**Your instructions**:
Rewrite the passage about the LaFountain v. Harry case between "Four members of" and "Act of 1996.", inclusive, swapping "Eastern District of Michigan" for "Western District of Michigan".

**Document extract**:
The Vanderbilt Appellate Litigation Clinic established an important precedent through its representation of a Michigan prisoner in LaFountain v. Harry: That people too poor to pay the $400 filing fee in federal court have the same procedural rights as those who can pay.
Four members of the Class of 2013—Hunter Branstetter, James P. Danly, Tracy Hancock and Seamus Kelly—participated in the Appellate Clinic’s representation of Wayne Earl LaFountain. LaFountain filed a case in the Eastern District of Michigan alleging that prison officials retaliated against him after he filed administrative grievances and successful lawsuits challenging prison conditions. When the district court dismissed LaFountain’s case with prejudice for failure to state a claim, he appealed to the United States Court of Appeals for the Sixth Circuit.
According to Alistair Newbern, who teaches the Appellate Clinic, LaFountain’s victory in the case is significant in that it reversed a Sixth Circuit rule established in McGore v. Wrigglesworth, a case decided in 1997 that addressed the rights of indigent people to file federal cases in light of the Prison Litigation Reform Act of 1996.
“The PLRA instituted new procedural rules for how both prisoners and poor people who are not in jail bring federal cases in forma pauperis—without paying the filing fee,” Newbern said. “In McGore, the Sixth Circuit held that if you’re indigent and file a complaint, you can’t amend it to avoid having your case dismissed. That’s a right everybody else has under Rule 15 of the Federal Rules of Civil Procedure. Basically, the McGore decision meant that if you’re too poor to pay the filing fee, you don’t get the same procedural rights as everyone else.”
Over the next 10 years, similar cases in the 11 other federal circuits were all decided in favor of allowing indigent clients the same rights to amend federal cases as all other litigants. In 2007, the Supreme Court issued a ruling in Jones v. Bock that clearly stated that if the Prison Litigation Reform Act did not specifically change a rule of procedure, normal procedure applied. The Appellate Clinic team challenged the dismissal of LaFountain’s case by arguing that the Supreme Court’s ruling in Jones invalidated the Sixth Circuit precedent established by McGore. “Normally, the Court of Appeals can’t revisit a prior decision without the whole court sitting en banc,” Newbern said. “But when an intervening Supreme Court decision calls the prior decision into doubt, the Court may reverse itself.”

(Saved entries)
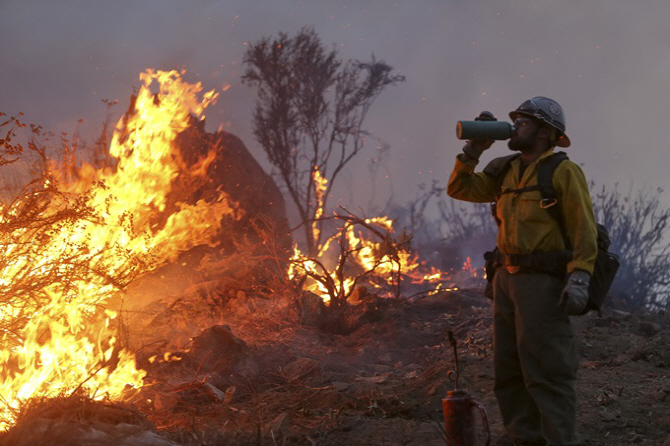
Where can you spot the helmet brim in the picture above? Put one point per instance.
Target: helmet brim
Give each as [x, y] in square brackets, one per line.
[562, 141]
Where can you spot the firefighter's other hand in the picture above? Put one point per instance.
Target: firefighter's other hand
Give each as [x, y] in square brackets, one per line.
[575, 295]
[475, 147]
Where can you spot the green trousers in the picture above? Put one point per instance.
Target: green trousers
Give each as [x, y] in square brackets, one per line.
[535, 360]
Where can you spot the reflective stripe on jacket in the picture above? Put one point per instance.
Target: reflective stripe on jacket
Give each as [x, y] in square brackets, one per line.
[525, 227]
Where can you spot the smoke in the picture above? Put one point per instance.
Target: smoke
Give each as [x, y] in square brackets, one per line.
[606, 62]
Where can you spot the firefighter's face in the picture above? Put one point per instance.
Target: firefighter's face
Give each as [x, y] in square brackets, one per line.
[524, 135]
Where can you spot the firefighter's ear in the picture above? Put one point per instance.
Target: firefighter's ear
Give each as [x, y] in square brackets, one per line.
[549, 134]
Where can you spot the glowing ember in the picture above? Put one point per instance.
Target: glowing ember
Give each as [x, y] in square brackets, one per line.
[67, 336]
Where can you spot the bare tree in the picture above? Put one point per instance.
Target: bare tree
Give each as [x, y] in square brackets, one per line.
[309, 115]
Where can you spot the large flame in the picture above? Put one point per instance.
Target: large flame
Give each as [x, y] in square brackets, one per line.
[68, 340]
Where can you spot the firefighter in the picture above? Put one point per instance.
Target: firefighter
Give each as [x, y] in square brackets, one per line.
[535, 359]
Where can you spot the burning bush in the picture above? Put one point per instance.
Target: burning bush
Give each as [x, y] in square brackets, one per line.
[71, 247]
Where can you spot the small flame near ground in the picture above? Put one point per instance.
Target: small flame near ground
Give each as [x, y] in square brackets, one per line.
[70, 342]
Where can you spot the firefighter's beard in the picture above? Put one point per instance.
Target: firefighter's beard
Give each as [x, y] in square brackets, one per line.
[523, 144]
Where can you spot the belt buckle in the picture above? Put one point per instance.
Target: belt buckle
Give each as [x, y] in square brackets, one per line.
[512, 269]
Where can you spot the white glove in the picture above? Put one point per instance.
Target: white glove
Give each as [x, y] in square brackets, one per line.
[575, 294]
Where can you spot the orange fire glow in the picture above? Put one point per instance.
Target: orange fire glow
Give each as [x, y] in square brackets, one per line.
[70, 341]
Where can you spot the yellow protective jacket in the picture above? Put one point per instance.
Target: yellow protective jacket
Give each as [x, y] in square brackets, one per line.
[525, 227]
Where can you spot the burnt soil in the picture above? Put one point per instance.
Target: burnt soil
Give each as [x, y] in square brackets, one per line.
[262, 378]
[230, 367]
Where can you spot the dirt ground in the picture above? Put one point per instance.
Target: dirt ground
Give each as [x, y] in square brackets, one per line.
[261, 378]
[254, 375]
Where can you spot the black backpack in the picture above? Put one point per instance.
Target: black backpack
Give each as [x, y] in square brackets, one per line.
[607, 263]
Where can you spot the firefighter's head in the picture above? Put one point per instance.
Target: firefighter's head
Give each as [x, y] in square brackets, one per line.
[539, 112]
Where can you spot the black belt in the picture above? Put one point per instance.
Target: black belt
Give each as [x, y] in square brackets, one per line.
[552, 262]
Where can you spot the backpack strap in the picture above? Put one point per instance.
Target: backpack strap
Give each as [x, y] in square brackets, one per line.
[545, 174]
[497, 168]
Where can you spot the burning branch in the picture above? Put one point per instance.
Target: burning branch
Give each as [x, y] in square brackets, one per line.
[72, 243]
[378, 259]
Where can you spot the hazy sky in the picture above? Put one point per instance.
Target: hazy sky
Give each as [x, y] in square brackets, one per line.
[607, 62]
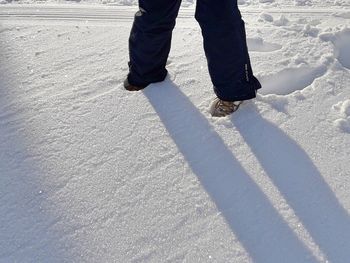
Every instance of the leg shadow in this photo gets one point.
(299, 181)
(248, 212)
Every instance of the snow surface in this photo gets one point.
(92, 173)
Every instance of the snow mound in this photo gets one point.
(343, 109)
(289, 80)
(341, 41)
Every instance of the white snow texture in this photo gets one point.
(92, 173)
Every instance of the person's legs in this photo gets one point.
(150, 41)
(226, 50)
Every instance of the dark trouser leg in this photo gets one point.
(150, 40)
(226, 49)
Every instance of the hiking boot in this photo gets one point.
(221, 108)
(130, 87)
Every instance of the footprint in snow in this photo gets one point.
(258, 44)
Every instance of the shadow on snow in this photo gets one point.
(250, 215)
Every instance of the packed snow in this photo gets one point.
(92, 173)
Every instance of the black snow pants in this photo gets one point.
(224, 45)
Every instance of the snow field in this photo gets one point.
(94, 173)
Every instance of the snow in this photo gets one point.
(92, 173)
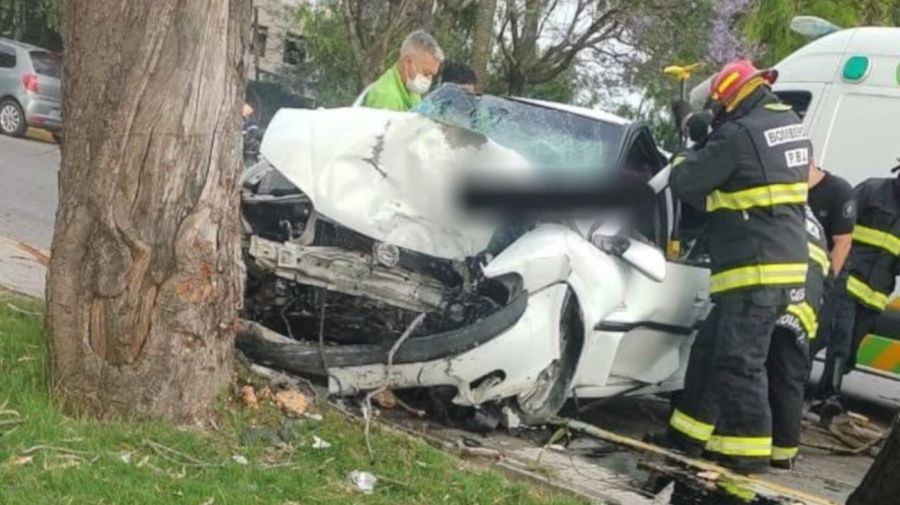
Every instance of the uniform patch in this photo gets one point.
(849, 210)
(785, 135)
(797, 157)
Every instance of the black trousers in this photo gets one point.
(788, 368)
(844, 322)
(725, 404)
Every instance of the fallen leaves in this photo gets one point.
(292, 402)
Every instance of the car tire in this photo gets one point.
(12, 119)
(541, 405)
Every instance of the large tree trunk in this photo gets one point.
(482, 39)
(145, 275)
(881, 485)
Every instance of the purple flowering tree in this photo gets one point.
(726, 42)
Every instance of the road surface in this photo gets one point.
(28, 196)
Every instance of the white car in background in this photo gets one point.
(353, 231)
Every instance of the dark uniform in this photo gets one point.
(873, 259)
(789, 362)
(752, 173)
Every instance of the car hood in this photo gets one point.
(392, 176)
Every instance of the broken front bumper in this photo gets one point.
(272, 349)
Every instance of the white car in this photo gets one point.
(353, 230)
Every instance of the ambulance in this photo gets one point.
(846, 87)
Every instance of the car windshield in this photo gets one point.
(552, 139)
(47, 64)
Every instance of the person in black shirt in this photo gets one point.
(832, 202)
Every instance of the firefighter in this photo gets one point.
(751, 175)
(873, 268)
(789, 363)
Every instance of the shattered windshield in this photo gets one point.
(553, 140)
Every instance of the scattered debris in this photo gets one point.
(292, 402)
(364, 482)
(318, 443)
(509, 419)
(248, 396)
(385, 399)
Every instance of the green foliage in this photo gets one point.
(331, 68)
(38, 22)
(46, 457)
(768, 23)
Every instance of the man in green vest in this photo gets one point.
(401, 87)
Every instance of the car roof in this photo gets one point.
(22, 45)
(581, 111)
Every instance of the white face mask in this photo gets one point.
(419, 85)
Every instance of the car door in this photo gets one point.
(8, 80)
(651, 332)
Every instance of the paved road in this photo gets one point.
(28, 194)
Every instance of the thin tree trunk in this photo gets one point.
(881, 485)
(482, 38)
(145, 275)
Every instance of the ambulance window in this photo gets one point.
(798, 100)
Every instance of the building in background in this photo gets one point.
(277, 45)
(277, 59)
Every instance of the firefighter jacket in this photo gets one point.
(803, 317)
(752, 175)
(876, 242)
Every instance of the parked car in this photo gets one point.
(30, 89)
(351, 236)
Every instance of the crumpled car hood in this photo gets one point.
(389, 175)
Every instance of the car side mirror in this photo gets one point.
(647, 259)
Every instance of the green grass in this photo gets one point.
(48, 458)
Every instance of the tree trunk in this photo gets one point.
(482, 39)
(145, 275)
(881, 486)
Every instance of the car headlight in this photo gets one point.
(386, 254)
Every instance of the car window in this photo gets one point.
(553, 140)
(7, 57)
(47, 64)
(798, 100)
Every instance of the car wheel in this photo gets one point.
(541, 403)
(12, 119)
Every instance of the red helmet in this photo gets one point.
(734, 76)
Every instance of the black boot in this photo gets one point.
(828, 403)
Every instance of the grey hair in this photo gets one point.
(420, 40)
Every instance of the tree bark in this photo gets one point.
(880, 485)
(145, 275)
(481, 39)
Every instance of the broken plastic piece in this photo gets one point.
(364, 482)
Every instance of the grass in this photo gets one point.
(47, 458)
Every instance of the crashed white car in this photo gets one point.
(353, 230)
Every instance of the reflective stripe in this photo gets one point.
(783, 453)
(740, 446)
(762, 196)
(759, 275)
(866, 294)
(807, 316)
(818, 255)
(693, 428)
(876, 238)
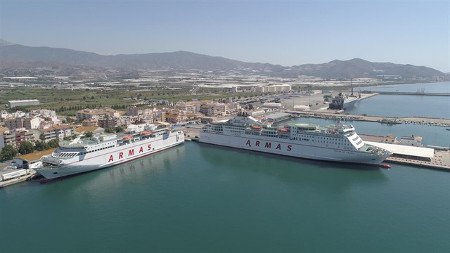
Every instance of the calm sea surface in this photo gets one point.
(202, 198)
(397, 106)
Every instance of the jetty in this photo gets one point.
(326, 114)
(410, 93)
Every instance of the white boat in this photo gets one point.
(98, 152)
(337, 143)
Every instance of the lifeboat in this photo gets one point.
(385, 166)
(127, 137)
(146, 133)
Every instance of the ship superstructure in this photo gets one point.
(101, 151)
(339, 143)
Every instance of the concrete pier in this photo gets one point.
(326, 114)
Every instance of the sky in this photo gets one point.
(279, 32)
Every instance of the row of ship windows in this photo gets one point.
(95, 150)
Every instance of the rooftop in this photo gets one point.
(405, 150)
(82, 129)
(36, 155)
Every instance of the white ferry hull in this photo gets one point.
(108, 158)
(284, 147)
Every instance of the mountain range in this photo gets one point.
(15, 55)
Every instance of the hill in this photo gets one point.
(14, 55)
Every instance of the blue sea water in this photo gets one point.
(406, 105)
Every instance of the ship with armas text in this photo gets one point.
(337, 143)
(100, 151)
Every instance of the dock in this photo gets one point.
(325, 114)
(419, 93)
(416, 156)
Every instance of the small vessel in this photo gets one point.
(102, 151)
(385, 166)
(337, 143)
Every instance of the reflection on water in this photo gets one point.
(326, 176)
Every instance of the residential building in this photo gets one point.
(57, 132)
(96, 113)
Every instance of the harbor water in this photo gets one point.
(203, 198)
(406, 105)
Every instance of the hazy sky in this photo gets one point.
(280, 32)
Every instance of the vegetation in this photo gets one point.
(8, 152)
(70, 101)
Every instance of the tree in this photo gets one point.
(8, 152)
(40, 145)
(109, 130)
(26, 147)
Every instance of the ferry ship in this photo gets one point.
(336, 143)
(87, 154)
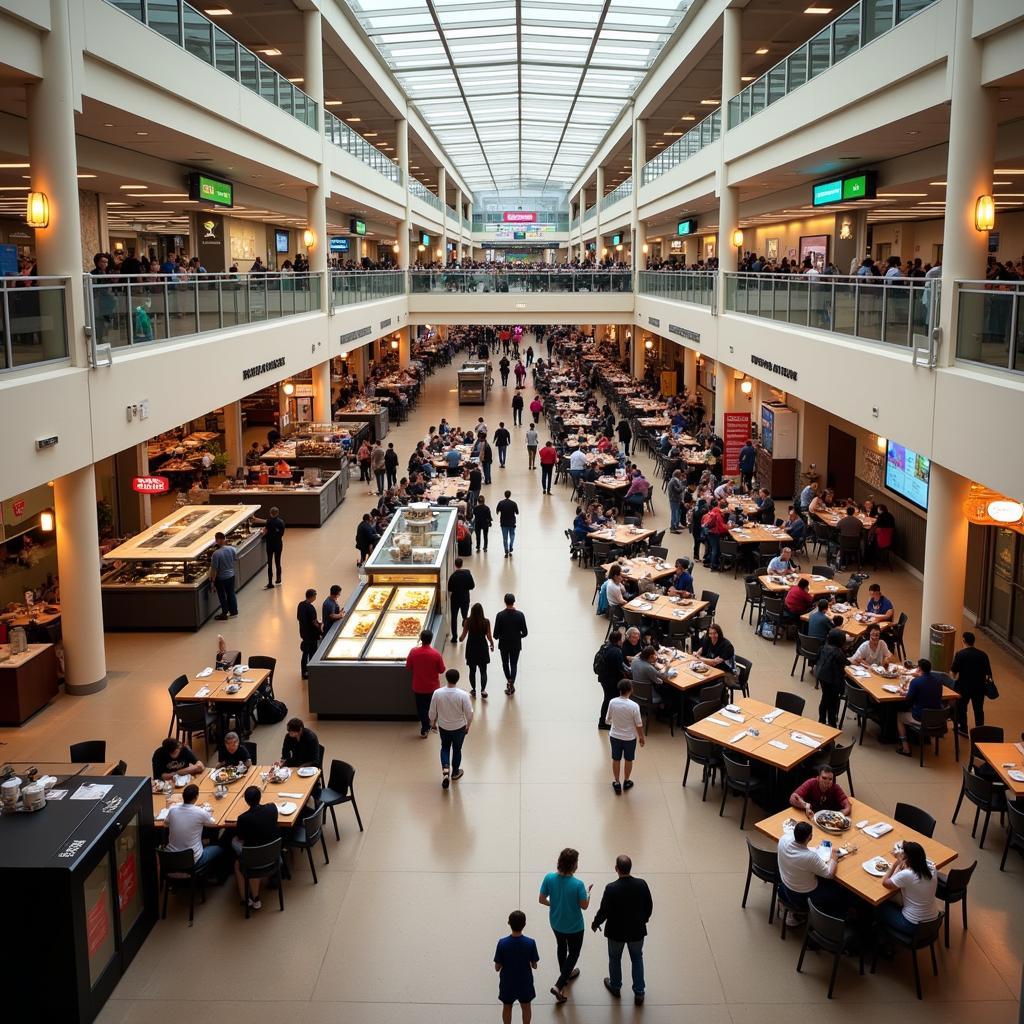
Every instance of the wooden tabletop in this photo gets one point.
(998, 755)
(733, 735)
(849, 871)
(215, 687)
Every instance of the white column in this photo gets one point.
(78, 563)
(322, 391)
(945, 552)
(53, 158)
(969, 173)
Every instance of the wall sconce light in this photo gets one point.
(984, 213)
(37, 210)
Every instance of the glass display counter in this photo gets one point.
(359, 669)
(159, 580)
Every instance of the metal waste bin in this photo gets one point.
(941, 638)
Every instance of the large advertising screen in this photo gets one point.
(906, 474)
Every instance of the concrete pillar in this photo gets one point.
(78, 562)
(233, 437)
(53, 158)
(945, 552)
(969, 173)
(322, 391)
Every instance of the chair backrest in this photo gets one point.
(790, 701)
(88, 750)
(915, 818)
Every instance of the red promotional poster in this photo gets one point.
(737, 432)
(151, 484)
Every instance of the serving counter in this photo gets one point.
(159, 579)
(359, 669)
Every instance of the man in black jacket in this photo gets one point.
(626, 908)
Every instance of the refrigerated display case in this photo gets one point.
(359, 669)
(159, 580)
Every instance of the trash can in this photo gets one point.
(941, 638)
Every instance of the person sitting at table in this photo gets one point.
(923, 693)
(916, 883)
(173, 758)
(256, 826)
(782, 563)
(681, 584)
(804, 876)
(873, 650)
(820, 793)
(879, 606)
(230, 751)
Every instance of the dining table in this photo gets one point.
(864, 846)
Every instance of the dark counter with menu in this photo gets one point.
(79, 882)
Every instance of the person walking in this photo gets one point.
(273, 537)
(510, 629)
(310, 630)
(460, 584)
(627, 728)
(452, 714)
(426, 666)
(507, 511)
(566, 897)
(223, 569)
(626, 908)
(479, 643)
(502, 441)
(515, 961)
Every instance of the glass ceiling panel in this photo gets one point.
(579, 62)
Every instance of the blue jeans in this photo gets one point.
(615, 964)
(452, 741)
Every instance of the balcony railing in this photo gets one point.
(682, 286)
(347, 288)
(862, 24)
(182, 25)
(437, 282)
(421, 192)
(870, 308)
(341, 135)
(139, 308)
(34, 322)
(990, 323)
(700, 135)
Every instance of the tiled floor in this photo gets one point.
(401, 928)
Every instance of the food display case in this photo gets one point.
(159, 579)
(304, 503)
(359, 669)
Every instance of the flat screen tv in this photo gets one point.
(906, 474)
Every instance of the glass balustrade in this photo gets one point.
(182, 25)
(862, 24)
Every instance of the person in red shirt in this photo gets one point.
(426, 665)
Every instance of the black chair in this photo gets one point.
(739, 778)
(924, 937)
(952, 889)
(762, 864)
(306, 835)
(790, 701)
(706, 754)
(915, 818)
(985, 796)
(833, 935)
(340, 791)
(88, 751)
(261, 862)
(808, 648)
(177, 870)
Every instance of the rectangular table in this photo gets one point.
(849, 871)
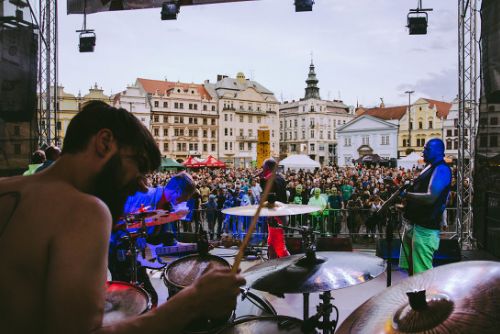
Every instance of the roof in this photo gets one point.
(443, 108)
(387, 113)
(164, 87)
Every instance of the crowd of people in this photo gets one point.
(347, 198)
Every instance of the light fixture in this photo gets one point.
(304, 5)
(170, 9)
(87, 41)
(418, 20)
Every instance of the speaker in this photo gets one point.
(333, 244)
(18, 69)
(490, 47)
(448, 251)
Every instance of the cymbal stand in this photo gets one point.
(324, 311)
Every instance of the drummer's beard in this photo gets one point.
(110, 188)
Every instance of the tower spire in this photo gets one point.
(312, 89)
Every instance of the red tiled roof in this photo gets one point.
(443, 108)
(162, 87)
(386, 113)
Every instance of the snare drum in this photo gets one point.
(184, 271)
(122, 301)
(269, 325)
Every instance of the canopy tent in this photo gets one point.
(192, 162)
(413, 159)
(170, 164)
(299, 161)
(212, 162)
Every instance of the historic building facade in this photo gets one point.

**Result**:
Four members of the Class of 2013—Hunter Branstetter, James P. Danly, Tracy Hancock and Seamus Kelly—participated in the Appellate Clinic’s representation of Wayne Earl LaFountain. LaFountain filed a case in the Western District of Michigan alleging that prison officials retaliated against him after he filed administrative grievances and successful lawsuits challenging prison conditions. When the district court dismissed LaFountain’s case with prejudice for failure to state a claim, he appealed to the United States Court of Appeals for the Sixth Circuit.
According to Alistair Newbern, who teaches the Appellate Clinic, LaFountain’s victory in the case is significant in that it reversed a Sixth Circuit rule established in McGore v. Wrigglesworth, a case decided in 1997 that addressed the rights of indigent people to file federal cases in light of the Prison Litigation Reform Act of 1996.